Gewinn machen die Brüder mit der eigentlichen Ware, den Autos aus Europa. Sie schlagen 2,7 Prozent auf den Endpreis jedes Luxuswagens drauf, den sie in die Vereinigten Staaten bringen, verzollen und nach den US-Bestimmungen umrüsten lassen.
Die Zeltsers, die sich selbst nicht als Autohändler, sondern nur als Vermittler sehen, sind nicht die einzigen, die auf dem grauen Automarkt gut verdienen. Rund 200 US-Firmen, nicht selten Ein-Mann-Betriebe, nutzen die steigende Nachfrage nach europäischen Prestigeautos aus. Am etablierten Händlernetz vorbei gelangen immer mehr Lamborghini und Mercedes, Ferrari, BMW und Rolls-Royce ins Land - im vergangenen Jahr für rund 500 Millionen Dollar.
Noch 1980 wurden etwa 1500 Autos in Europa gekauft und auf dem grauen Markt abgesetzt. Im vergangenen Jahr waren es bereits 36 000 Wagen. Allein im Januar dieses Jahres registrierte der US-Zoll 5000 graue Importe.
Vor allem deutsche Wagen sind bei den Amerikanern beliebt. Allein Mercedes und BMW machen drei Viertel der grauen Importe aus.
Preisunterschiede zwischen Europa und den USA gab es schon immer. Mit dem Kursanstieg des Dollar wurden sie jedoch in den vergangenen Jahren immer größer.
Die Vertretungen europäischer Autofabrikanten in den USA nämlich geben den Währungsvorteil - sie bekommen mehr D-Mark für ihre erlösten Dollar - nicht an die Kunden weiter, die grauen Importe jedoch werden billiger, je stärker der Dollar steigt.
# # # #
■ ARBEITSAUFTRÄGE:
**A.** Beantworten Sie die folgenden Fragen zum Text über den grauen Automarkt:
(i) Wie viel Prozent schlagen die Brüder auf den Endpreis jedes Luxuswagens auf?
(ii) Wie viele Wagen wurden im vergangenen Jahr auf dem grauen Markt abgesetzt?
(iii) Welche beiden Marken machen drei Viertel der grauen Importe aus?
**B.** Schreiben Sie aus dem Text über den grauen Automarkt den Abschnitt ab, der mit „Noch 1980 wurden“ beginnt und bis einschließlich „Jahren immer größer.“ reicht.

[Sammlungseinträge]
# # # #
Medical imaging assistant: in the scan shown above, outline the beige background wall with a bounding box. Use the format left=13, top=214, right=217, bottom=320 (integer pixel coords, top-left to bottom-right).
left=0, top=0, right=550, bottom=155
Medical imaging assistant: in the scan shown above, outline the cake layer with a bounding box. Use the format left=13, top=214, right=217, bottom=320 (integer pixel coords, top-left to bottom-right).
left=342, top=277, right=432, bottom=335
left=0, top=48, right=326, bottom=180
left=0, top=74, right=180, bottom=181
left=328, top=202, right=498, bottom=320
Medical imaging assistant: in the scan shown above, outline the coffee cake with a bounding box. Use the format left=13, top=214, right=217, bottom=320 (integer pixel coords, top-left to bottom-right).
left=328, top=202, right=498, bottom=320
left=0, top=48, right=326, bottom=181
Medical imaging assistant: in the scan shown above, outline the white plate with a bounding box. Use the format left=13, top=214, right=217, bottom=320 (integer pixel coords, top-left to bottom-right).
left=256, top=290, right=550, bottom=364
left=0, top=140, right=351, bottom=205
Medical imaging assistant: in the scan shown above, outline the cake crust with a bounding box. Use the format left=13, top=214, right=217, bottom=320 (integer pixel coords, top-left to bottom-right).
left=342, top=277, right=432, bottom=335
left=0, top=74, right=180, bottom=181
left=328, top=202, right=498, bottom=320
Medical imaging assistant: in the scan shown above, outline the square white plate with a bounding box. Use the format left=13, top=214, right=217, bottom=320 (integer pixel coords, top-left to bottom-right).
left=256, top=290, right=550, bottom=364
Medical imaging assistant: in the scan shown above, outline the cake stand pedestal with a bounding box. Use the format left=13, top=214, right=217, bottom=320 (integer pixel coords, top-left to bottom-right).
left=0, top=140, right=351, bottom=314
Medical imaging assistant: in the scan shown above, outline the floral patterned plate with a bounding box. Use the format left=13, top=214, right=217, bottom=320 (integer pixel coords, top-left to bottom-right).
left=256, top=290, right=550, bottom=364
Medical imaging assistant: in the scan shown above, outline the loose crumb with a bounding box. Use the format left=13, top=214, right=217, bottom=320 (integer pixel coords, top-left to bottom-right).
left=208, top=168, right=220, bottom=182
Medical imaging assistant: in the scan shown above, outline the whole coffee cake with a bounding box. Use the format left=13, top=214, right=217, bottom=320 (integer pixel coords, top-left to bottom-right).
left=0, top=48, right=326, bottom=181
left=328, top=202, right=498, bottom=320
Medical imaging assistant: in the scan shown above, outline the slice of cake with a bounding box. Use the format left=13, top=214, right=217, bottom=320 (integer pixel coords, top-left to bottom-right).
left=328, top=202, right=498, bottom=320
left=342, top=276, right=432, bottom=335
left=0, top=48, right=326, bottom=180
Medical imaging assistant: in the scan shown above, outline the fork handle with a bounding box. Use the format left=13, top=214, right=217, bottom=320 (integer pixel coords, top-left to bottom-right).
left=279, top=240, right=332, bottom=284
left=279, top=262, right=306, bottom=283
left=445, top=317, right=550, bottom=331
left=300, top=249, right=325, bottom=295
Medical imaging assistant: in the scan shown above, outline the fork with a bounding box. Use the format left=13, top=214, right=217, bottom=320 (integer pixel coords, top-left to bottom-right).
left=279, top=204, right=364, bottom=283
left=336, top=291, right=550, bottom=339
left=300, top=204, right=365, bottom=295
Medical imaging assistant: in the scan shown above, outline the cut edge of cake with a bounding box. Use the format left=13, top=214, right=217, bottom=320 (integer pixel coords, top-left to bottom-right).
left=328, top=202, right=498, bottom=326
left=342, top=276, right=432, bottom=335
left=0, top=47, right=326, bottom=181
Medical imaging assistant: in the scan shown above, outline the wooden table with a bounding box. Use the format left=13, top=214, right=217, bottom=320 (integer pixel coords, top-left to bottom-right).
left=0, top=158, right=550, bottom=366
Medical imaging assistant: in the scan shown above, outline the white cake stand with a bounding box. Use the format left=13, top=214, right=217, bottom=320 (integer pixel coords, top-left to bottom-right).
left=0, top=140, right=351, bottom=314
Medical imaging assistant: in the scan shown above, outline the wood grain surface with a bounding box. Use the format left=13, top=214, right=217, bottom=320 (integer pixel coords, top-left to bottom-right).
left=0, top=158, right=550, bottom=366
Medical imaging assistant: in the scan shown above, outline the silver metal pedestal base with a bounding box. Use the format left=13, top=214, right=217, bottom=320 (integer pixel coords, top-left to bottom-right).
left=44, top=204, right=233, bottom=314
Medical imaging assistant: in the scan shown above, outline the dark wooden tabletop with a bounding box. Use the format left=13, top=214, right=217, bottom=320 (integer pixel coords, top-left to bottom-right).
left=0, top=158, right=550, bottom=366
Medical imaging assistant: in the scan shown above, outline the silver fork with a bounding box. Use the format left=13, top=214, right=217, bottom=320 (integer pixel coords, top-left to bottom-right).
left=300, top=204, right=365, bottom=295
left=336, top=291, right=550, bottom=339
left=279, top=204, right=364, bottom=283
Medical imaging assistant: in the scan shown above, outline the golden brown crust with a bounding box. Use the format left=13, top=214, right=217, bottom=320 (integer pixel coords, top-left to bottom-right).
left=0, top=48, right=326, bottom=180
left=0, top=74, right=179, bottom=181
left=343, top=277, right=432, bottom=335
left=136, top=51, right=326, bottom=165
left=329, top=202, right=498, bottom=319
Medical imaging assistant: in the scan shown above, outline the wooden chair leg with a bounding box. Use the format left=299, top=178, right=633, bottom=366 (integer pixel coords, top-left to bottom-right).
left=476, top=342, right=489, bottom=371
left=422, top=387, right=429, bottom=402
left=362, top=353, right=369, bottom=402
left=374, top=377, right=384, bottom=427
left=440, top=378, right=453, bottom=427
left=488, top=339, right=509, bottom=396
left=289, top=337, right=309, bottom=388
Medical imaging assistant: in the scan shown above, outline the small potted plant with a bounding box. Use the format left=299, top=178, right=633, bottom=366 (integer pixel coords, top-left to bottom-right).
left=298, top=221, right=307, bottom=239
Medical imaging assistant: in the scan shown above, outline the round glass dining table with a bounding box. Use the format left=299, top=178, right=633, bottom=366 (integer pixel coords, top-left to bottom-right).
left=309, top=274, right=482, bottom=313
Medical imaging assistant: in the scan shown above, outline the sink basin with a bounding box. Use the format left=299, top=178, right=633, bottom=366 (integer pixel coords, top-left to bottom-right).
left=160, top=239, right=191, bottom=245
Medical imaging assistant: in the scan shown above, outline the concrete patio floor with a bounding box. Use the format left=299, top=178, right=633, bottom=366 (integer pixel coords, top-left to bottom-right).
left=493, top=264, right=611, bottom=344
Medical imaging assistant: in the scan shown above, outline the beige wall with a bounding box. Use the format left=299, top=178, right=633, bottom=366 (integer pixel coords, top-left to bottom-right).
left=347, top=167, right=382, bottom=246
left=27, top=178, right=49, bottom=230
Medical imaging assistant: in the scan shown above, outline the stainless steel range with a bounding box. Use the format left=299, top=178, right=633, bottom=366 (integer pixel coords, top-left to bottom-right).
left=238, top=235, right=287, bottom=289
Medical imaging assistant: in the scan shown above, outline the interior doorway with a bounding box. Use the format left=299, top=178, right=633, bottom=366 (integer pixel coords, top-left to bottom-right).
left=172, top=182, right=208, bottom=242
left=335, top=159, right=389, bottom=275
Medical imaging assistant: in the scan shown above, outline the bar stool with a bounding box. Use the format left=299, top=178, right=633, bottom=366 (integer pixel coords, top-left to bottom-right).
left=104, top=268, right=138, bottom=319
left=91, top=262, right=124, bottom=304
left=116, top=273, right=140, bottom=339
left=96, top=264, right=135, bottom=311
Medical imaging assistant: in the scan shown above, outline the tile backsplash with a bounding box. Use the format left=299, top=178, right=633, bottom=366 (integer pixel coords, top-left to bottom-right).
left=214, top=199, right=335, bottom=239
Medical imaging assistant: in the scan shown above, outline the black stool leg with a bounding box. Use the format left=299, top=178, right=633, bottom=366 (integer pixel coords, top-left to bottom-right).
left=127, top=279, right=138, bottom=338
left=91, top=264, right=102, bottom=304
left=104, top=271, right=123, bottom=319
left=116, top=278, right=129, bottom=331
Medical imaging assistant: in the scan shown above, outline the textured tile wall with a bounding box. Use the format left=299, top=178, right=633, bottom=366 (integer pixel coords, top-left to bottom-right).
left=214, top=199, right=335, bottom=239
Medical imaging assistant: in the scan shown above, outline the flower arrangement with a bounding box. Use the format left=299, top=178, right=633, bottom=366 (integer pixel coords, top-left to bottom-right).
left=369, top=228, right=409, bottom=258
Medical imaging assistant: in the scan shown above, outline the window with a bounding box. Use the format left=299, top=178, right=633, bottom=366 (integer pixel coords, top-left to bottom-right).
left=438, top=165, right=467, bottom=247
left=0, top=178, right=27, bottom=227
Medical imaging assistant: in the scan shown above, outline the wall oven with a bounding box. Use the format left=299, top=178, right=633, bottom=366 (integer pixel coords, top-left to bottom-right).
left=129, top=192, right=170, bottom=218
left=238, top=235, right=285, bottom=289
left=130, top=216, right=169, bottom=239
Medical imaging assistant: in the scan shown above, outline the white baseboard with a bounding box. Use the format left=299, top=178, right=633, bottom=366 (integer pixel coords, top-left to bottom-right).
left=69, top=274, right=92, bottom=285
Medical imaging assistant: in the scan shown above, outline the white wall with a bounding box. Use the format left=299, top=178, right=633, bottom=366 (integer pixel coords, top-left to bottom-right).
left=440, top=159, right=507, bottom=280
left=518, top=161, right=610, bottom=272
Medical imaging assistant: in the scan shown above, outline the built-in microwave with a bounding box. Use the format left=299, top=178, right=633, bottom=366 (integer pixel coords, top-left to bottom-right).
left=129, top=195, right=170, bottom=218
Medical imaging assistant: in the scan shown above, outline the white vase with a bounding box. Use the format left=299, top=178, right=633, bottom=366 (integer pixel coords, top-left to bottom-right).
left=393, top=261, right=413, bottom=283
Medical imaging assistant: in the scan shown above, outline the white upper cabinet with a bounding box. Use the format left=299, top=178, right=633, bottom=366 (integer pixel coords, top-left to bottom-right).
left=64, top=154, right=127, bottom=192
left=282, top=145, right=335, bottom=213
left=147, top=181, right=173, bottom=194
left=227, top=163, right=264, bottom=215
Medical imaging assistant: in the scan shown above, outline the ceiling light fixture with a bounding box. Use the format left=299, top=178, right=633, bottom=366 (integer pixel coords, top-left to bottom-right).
# # # #
■ LÖSUNGEN:
**A.**
(i) 2,7 Prozent
(ii) 36 000 Wagen
(iii) Mercedes und BMW

**B.**
Noch 1980 wurden etwa 1500 Autos in Europa gekauft und auf dem grauen Markt abgesetzt. Im vergangenen Jahr waren es bereits 36 000 Wagen. Allein im Januar dieses Jahres registrierte der US-Zoll 5000 graue Importe.
Vor allem deutsche Wagen sind bei den Amerikanern beliebt. Allein Mercedes und BMW machen drei Viertel der grauen Importe aus.
Preisunterschiede zwischen Europa und den USA gab es schon immer. Mit dem Kursanstieg des Dollar wurden sie jedoch in den vergangenen Jahren immer größer.